Each record below should be returned word for word, with no pictures included.

=== Begin Enclosure ===

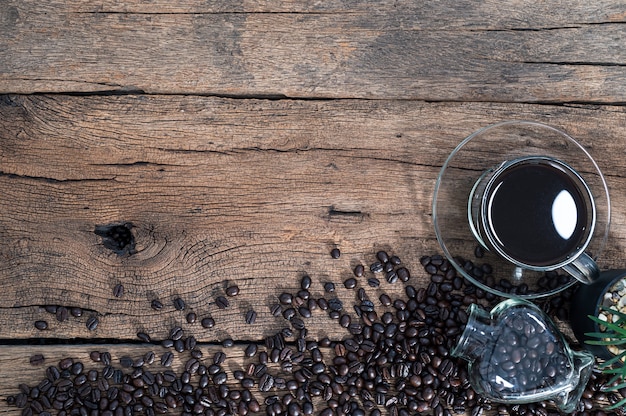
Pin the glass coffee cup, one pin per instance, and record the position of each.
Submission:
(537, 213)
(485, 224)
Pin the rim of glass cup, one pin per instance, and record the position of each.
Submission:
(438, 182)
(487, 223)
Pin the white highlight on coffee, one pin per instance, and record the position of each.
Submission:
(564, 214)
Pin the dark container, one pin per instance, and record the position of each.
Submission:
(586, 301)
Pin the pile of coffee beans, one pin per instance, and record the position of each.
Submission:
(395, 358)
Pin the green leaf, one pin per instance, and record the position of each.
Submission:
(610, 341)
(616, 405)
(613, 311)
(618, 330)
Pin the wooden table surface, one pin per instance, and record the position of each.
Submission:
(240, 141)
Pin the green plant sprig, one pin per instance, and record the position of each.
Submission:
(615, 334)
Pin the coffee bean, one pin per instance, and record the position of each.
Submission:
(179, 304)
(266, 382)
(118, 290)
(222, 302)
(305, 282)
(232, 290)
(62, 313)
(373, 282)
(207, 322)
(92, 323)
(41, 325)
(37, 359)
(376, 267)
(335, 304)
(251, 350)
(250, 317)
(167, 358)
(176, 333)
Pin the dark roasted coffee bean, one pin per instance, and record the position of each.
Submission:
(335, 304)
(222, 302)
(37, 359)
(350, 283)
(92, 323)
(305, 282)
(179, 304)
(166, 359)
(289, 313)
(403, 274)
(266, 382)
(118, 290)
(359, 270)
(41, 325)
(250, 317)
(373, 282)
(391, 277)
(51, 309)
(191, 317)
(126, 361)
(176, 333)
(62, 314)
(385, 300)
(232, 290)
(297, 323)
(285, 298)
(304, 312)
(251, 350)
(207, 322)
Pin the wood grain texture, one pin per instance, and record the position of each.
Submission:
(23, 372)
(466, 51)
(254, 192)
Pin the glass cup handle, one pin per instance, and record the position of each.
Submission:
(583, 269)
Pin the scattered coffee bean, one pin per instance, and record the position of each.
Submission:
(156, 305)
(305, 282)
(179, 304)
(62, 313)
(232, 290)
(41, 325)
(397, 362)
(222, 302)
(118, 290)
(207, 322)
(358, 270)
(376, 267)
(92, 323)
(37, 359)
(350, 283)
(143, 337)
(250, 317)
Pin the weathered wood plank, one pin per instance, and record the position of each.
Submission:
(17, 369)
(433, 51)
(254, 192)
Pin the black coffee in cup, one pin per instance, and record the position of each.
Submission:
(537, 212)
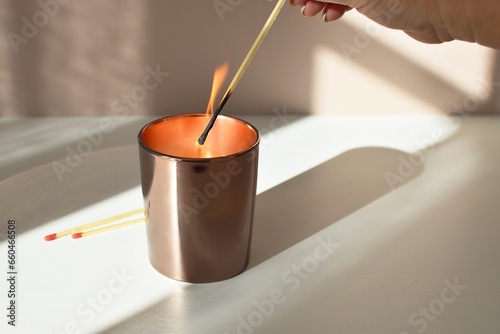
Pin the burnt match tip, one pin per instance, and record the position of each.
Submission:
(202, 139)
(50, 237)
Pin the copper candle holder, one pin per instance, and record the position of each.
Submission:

=== End Enclosure ===

▸ Answer section
Pin the glass coffee cup, one pin per instance, and record the position of each.
Submission:
(537, 213)
(485, 224)
Pin the rim of glass cup, one pin per instance, and record the position of each.
Submission:
(438, 182)
(487, 223)
Pin the white highlight on coffee, one pin per instance, and record the position of each.
Submission:
(564, 214)
Pin the dark container, one pin per instance, and record the position of each.
Submission:
(586, 301)
Pin the pile of coffee beans, one pin per instance, and record the position of each.
Submission:
(395, 358)
Pin the green leaf, one pin per instance, and record the position of each.
Submission:
(610, 341)
(616, 405)
(613, 311)
(618, 330)
Pin the wooden table surface, one pin per instance, and record the position of each.
Submission:
(240, 141)
Pin the green plant sprig, one pin per instance, and record the position of each.
Submission:
(615, 334)
Pin the coffee bean, one pin per instance, and record the position of each.
Submission:
(179, 304)
(266, 382)
(118, 290)
(222, 302)
(305, 282)
(232, 290)
(62, 313)
(373, 282)
(207, 322)
(92, 323)
(41, 325)
(37, 359)
(376, 267)
(335, 304)
(251, 350)
(250, 317)
(167, 358)
(176, 333)
Pin the dark roasted coffee bean, one pin per instance, and record the position of each.
Submission:
(335, 304)
(222, 302)
(37, 359)
(350, 283)
(92, 323)
(305, 282)
(179, 304)
(166, 359)
(289, 313)
(403, 274)
(266, 382)
(118, 290)
(359, 270)
(41, 325)
(250, 317)
(373, 282)
(391, 277)
(51, 309)
(191, 317)
(126, 361)
(176, 333)
(62, 314)
(385, 300)
(232, 290)
(297, 323)
(285, 298)
(304, 312)
(251, 350)
(207, 322)
Pin the wood grain texture, one pin per instance, and record the position of each.
Submission:
(23, 372)
(466, 51)
(254, 192)
Pin the glass cup handle, one pin per instance, and record the position of each.
Submission:
(583, 269)
Pin the scattered coffee bean, one pin per instance, and record the position of each.
Submission:
(156, 305)
(305, 282)
(179, 304)
(62, 313)
(232, 290)
(41, 325)
(397, 362)
(222, 302)
(118, 290)
(207, 322)
(358, 270)
(376, 267)
(92, 323)
(37, 359)
(350, 283)
(143, 337)
(250, 317)
Pin the weathered wood plank, one pin per instance, and record the position of each.
Submission:
(17, 369)
(433, 51)
(254, 192)
Pin the black coffee in cup, one pin per instance, and record the position of each.
Submission:
(537, 212)
Pin the burnt match tip, one pin per instance, and record the position of each.
Submission:
(202, 139)
(50, 237)
Pin the copper candle holder, one pin per instance, and record the position of each.
Submission:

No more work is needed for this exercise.